* Page text *
/---
Example Key-Value Attributes

The infoboxes in Wikipedia are another example of such attribute types and values. Note that the values may vary widely as to units or quantities or even links to other things. Also note it really does not matter what order the value pairs are presented and some values refer to other objects (shown as links).

Virtually any data format or data serialization in existence can be expressed in such key-value pairs. Further, related types of entities have related attributes, such that attribute relationships are an alternative way to describe typologies. My attributes, as a human, are quite similar to attributes for other humans, and somewhat close to other mammals. But my attributes are very different than those for a worm or an automobile.

Even simple attributes can pose a challenge for mapping, absent a grounding framework. My name, for example, is Michael Kermit Bergman, which is often provided as Michael Bergman, Mike Bergman, M K Bergman, mkbergman or Michael K Bergman, and the fields that can capture those variants can capture one to four name parts, all called something different. References, rules, semsets (synonyms, jargon and aliases), and coherent organization are needed to ground all of these variants into a common form.

Attribute properties may be quantitative (with a quantitative, measurable value), qualitative, or descriptive or annotative. In many cases, the actual value of an attribute is a literal or numeric value, but it may also be an object, as when the value is a member of an enumerable set or its own defined entity. Describing something as having a color characteristic of red, for example, may result in a literal assignment of the string “red” or it may refer to another object definition where red is specified as to its chromatic properties. Further, if my idea of red was in context with my own personal record (as above), then the referent is more properly something like red hair. Semantics (and, thus, context) matter in data interoperability. I will describe more the rationale and importance of the relation-attribute property split in a following article [5].
\---
* Prompt 1 *
In the records starting at the line containing "Locate the knotted" and ending at the line containing "[0,0,376,165]", change "tall grass" to "short grass" and write those lines out again with nothing else altered.
The text and the records have nothing to do with each other.

* Available data *
/---
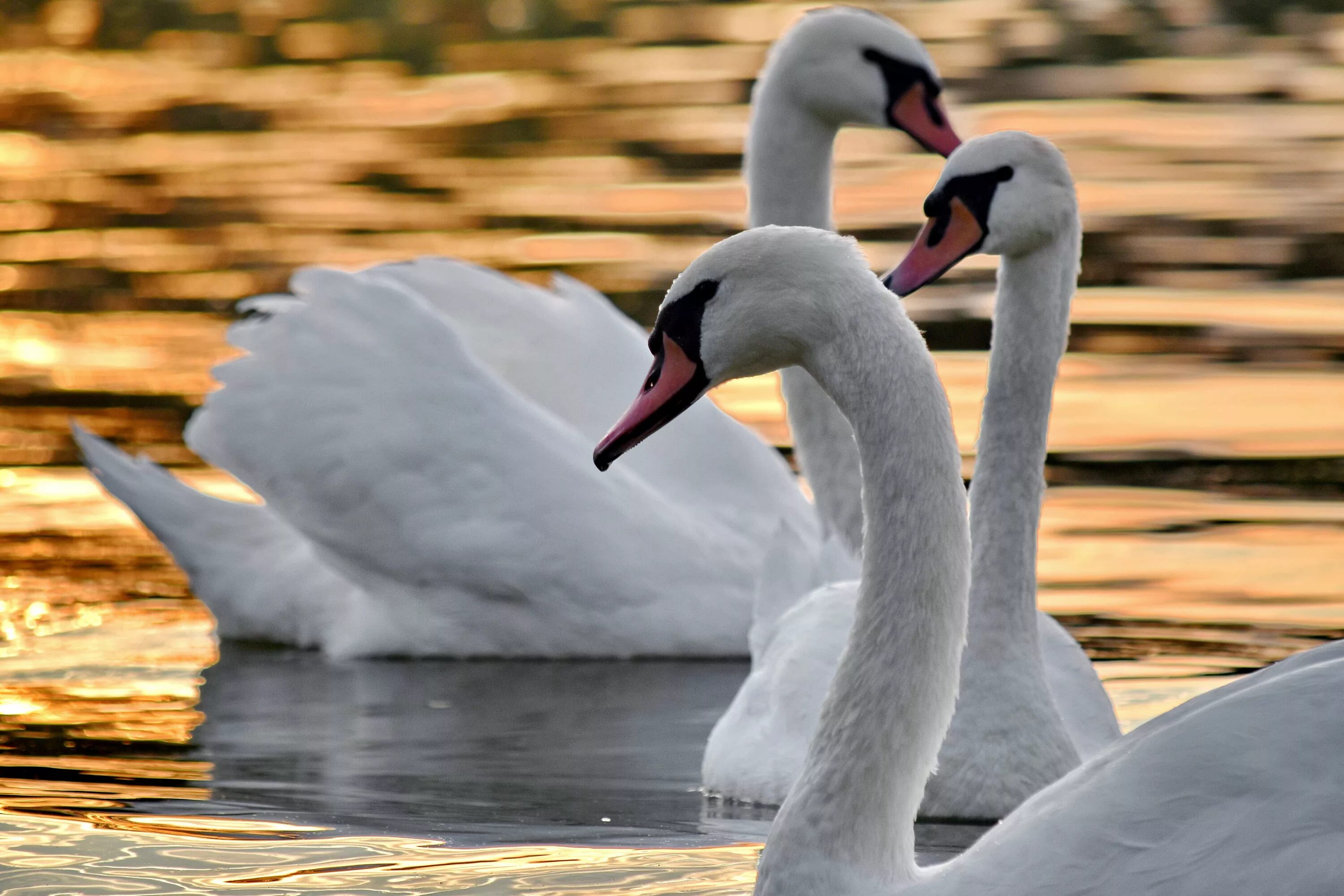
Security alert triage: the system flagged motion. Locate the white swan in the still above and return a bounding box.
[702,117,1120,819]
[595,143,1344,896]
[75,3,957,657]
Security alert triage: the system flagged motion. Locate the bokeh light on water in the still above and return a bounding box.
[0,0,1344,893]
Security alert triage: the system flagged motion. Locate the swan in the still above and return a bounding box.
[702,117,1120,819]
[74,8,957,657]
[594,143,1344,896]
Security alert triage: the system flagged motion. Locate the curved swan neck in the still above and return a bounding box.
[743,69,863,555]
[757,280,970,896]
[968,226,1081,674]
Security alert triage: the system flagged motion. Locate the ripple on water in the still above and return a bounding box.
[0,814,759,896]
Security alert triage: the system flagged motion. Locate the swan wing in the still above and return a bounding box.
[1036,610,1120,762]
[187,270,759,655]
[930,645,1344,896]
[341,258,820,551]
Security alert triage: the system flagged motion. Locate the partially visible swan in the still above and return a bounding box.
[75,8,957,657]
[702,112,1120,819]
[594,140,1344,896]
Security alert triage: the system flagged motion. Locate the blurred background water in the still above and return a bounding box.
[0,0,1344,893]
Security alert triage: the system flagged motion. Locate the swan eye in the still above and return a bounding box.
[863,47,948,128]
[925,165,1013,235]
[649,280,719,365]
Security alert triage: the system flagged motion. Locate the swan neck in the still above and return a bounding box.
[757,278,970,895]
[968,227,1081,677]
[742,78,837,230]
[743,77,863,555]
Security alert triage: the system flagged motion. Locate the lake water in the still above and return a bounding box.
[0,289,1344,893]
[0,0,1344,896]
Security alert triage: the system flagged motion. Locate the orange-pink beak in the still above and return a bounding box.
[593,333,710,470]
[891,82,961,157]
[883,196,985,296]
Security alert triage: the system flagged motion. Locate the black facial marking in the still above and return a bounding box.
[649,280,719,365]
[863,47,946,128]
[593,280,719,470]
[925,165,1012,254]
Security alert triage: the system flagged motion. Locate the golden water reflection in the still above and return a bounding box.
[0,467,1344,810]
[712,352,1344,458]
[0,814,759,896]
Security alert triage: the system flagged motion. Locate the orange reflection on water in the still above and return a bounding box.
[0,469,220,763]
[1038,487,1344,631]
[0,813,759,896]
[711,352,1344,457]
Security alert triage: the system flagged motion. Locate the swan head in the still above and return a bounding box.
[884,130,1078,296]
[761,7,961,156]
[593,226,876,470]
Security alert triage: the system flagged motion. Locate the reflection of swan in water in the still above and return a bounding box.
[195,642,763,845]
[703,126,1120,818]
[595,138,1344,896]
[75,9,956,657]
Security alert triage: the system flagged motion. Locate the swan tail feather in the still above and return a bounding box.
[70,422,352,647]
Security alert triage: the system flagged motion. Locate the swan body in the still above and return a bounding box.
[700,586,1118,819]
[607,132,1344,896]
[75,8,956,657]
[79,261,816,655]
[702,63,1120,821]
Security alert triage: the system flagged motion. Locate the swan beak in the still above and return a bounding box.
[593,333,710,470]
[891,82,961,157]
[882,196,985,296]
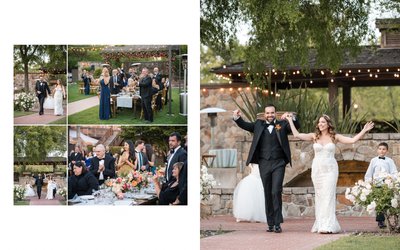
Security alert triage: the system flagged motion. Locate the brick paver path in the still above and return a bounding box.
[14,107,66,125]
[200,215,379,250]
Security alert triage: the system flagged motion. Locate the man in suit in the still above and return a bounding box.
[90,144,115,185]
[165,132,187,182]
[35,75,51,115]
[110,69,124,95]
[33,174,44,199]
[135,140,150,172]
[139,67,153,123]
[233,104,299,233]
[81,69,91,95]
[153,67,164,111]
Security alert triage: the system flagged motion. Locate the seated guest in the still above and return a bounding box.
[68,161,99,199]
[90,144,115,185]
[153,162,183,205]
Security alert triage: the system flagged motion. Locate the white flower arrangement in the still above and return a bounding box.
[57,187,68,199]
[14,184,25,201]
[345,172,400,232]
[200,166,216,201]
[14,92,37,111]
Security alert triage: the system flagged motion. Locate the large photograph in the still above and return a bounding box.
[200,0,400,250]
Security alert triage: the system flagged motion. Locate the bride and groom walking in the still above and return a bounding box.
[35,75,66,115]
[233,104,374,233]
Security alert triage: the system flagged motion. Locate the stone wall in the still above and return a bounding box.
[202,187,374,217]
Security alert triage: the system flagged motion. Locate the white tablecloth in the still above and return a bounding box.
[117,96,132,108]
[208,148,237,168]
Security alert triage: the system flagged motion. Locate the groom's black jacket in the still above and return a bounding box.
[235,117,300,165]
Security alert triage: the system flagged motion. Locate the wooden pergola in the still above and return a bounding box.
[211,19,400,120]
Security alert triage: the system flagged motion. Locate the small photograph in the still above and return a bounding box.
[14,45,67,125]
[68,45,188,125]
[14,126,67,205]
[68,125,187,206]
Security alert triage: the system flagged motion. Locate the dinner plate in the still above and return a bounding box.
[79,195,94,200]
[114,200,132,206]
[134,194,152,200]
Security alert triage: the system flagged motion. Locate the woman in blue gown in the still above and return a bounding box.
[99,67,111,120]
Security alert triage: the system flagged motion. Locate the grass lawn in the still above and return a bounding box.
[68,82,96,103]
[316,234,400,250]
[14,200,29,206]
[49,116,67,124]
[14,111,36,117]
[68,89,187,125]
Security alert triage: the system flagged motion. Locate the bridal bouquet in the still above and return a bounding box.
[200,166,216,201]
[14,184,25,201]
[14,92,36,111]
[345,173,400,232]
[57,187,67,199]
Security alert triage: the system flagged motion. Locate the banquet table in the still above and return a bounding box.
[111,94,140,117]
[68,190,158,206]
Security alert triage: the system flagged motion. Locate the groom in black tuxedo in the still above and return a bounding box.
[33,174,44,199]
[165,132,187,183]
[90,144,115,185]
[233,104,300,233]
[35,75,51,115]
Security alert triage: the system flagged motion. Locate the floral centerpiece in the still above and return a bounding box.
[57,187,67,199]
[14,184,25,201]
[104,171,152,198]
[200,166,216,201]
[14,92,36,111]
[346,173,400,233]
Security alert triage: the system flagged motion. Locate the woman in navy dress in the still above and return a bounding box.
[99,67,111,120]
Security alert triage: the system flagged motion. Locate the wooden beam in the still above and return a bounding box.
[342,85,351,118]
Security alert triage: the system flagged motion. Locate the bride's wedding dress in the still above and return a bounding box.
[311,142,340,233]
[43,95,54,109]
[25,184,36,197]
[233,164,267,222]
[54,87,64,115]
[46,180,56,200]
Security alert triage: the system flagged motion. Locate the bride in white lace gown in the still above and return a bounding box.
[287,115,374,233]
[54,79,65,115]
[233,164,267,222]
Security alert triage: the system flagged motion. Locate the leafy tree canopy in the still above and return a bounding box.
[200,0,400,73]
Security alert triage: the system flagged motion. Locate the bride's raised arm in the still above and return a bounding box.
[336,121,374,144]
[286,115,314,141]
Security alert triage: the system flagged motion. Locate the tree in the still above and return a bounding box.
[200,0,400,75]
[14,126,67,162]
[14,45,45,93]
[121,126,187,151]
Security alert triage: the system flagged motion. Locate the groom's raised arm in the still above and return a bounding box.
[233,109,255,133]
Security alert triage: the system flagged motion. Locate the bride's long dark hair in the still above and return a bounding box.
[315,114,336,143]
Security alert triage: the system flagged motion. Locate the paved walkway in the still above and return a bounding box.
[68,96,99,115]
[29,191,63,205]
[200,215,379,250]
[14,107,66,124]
\---
/---
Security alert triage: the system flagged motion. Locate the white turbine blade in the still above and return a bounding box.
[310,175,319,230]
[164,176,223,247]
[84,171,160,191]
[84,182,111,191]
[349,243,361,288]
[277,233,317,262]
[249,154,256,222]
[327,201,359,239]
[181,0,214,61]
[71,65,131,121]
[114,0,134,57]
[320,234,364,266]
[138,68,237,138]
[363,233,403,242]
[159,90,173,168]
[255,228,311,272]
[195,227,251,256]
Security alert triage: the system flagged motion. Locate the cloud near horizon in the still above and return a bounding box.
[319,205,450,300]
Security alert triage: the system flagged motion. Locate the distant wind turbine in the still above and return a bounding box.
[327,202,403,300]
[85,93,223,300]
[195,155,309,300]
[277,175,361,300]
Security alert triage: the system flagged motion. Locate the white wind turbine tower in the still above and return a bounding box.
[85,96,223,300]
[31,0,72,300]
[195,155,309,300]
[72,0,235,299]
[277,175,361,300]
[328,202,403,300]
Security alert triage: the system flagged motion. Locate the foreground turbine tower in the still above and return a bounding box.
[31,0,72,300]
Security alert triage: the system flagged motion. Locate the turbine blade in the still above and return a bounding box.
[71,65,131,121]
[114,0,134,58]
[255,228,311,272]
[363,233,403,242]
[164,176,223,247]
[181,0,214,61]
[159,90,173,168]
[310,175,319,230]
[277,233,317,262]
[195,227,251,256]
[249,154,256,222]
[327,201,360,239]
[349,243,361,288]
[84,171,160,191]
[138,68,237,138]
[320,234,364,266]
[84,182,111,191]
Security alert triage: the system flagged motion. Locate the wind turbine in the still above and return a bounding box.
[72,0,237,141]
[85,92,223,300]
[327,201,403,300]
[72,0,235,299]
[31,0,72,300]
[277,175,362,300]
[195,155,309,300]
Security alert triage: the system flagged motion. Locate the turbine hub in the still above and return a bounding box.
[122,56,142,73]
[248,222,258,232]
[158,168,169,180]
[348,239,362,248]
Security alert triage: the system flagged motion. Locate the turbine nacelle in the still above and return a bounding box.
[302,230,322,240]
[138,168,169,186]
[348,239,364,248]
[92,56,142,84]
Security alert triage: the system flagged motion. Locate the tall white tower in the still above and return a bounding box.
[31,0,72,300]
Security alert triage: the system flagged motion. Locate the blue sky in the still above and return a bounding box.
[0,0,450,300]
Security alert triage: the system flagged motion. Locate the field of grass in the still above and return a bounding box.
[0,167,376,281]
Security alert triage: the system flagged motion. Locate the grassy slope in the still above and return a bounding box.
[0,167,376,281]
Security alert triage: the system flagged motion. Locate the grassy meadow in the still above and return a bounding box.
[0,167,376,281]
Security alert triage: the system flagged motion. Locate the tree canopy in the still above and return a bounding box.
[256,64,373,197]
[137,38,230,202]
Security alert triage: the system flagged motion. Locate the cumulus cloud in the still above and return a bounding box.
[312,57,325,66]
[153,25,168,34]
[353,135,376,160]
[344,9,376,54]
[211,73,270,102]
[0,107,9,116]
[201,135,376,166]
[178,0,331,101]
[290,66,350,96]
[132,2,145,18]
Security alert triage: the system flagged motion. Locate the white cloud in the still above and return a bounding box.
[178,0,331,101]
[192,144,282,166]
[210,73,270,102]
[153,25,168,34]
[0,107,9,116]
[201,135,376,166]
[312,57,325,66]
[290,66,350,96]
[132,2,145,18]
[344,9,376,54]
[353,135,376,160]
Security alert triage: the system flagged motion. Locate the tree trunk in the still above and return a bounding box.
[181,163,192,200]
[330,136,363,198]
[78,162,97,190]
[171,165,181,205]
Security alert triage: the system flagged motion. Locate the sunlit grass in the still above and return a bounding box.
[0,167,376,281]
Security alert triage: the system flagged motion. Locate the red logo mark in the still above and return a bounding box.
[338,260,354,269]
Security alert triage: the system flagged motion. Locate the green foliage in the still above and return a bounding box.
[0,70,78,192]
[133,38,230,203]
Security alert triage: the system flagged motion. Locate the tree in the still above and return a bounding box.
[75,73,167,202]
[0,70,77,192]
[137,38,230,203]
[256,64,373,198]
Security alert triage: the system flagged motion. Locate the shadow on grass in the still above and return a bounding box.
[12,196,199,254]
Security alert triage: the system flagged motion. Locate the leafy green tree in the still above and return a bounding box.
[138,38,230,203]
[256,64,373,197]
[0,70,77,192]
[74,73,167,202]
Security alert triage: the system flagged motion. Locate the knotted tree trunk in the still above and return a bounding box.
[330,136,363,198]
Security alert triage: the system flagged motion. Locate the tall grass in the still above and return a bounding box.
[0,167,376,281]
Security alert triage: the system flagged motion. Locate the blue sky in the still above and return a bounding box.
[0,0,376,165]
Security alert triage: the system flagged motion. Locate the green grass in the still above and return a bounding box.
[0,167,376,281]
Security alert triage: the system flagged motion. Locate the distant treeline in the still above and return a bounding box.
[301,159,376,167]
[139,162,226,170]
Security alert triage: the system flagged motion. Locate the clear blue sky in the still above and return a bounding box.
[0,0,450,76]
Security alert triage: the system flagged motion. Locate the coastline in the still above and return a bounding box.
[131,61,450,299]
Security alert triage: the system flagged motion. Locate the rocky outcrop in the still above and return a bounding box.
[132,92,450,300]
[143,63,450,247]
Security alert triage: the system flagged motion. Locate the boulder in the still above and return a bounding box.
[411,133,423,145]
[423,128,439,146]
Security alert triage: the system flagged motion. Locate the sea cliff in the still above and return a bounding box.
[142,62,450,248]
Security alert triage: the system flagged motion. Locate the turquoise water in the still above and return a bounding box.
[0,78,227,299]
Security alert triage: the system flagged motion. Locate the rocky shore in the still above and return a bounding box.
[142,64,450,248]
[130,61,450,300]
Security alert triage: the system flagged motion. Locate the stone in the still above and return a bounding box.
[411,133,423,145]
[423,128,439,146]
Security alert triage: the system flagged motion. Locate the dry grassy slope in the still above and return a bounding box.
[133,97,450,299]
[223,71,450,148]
\---
/---
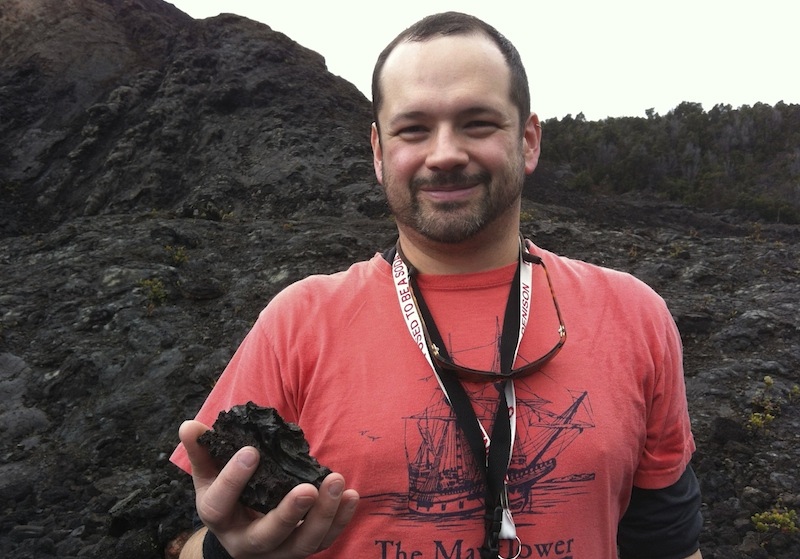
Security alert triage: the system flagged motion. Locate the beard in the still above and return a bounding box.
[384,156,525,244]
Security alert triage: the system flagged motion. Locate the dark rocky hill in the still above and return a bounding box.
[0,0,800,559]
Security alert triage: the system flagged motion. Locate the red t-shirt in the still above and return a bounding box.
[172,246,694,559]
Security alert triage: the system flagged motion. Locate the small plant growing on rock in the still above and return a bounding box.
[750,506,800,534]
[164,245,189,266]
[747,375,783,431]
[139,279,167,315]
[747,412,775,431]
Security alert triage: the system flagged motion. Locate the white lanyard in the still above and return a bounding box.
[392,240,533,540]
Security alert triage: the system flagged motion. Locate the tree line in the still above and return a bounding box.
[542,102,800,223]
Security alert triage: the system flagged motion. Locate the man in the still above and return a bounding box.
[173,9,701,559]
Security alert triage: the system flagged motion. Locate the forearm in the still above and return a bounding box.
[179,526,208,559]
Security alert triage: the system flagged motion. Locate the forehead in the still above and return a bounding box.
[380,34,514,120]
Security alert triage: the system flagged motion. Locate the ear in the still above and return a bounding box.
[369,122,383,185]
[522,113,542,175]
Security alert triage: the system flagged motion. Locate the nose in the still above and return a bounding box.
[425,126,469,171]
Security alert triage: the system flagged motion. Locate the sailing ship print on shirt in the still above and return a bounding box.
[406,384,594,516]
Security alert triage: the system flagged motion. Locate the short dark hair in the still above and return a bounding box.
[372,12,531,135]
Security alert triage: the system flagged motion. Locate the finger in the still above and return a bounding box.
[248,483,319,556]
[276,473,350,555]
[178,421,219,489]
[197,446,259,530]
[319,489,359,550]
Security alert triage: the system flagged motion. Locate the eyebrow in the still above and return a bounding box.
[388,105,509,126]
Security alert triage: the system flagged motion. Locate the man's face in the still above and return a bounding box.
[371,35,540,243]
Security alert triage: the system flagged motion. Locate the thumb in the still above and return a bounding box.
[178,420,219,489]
\---
* Prompt 2 *
According to the text on key-value attributes, what is needed to ground all the variants of a name into a common form?

* Task result 1 *
Security alert triage: the system flagged motion. Locate the knotted tree trunk in the still above and return a bounding box.
[330,136,363,198]
Security alert triage: the system flagged motion. Locate the short grass in the still above and return a bounding box.
[0,167,376,281]
Security alert triage: the system flagged motion. Locate the blue sky in the still above and return a bounding box.
[0,0,376,165]

* Task result 2 *
References, rules, semsets (synonyms, jargon and aliases), and coherent organization.